Provided text
+ + + + +

In this section you'll find the so called "Creator House Rules" for "Civilization: The Boardgame" written by myself in the spare time, supported by a group of friends and fan people of the game around the world.
These rules are formerly known as "Civilization CHR" and are not just a modification of the original rules but rather a complete replacement.

Besides the rules, CHR gives new cards, tools, pieces, reference tables, etc. to play this game in a new way. Many resources in CHR have been created by other people whom have contributed with their ideas to make the original Civilization a better game. CHR is an experiment to join the best of all these House Rules facing the problem to smooth conflicting rules. Moreover we added brand new concepts to the game mechanics.

For the impatient Download Section

To discuss directly with me or other people about this project go to the dedicated DotForumDot

 

The question:

was it really necessary?

Generally speaking No, but for me and others that have written their own house rules, probably YES.
I've tried to work on these problems/ideas:

1) Add variety to game strategies
2) Reduce the "Risk effect"
3) Reduce Luck (introducing balancing rules)
4) Give a chance to catch up on to unlucky players
5) Implement some PC game rules
6) Increase realism and players interaction
7) General game speed up (slowed down by new rules)

+ + + + +

Rows

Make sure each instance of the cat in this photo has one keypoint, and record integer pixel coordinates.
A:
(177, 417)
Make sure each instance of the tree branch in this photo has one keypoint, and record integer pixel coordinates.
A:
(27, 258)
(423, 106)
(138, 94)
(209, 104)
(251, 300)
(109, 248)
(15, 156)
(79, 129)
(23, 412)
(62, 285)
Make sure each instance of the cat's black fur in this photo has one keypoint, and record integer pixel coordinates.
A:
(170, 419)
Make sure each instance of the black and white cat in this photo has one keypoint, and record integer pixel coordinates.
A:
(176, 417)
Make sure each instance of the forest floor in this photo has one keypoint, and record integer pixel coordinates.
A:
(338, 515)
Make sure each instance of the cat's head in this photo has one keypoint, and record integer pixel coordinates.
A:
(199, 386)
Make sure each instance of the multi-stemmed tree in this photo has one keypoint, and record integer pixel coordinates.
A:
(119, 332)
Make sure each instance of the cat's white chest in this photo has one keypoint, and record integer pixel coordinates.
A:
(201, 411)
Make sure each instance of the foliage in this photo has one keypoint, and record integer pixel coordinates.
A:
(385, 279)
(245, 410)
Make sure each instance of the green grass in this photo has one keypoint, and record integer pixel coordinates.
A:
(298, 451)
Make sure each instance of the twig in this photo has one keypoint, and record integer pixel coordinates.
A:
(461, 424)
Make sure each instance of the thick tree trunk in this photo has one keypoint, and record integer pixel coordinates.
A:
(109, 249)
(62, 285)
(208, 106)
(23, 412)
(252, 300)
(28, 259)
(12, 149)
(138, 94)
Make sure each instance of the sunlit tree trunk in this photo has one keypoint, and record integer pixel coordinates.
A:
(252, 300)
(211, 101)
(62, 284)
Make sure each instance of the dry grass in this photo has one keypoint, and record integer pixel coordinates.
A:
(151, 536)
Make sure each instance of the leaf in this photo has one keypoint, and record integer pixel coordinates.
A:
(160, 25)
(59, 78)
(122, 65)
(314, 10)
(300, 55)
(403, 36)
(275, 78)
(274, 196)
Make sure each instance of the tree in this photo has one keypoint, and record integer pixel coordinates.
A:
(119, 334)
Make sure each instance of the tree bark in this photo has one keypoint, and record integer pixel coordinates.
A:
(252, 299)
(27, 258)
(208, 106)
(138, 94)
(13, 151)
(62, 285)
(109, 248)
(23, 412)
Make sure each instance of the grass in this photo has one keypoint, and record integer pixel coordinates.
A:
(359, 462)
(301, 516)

+ + + + +

Exercises to complete
1 - In the Civilization house rules text, why is a general speed-up of the game one of the listed aims?
2 - Carry on the Civilization house rules text from after its seventh listed aim.

Results
1 - The new rules slow the game down, so a general speed-up is needed to make up for that.

2 -
8) Better time management in slow phases or deadlocks
9) Having more "suspence" with destabilizing or unpredictable events
10) Increase simultaneous player goals

 

...as a result, these are the new features in addition/replacement of the original ones

Game setup
Greatly reduced initial luck to avoid excessive differences among players.
Civilizations
It is now possibile to choose a civilization type and obtain relative bonuses during the whole play session. There are 7 civilization types available: militaristic, expansionist, seafarer, religious, industrial, commercial and scientific.
Governments

Every player can choose to adopt a government type for his civilization at any time accepting pros and cons. This variant makes the boardgame more closer to the original PC game.

Governments include: despotism, monarchy, republic, democracy, fascism, fundamentalism and communism.

Strategy cards
These cards are mini objectives that, if completed, reward players with a lot of different prizes like gold, units, special bonuses and more.
War and rewards
You can land and bombard with fleets and retreat with any unit. War is now more complex and strategically more interesting. If you win or just join a battle you get experience points that can be used later to get interesting prizes: a good reason to go to war.
Even settlers can be captured!
Roads, railroads, docks and airports

It is now possible to build roads and upgrade it to railroads. Roads and railroads are used to speed up movements and commerce. A road represent also a dock and a railroad represent also an airport used to build fleets and airplanes.

Resources
Gems and Wine are not the only worth having resources. Others resources have also special bonuses, depending on the Era.
Prospection & Terraforming
You can now prospect empty regions to have a second chance to discover something.
With terraforming you can even improve deserts, forests and mountains.
Barbarians & Civil war
When you discover a Minor Civilization you can encounter hostile barbarians: they will act as a thinking player by using artificial intelligence rules.
During the early eras you can experience a civil war in your unhappy settlements.
Revolts
In unhappy cities you can experience revolts if you have a certain type of government, civilization, or military absence.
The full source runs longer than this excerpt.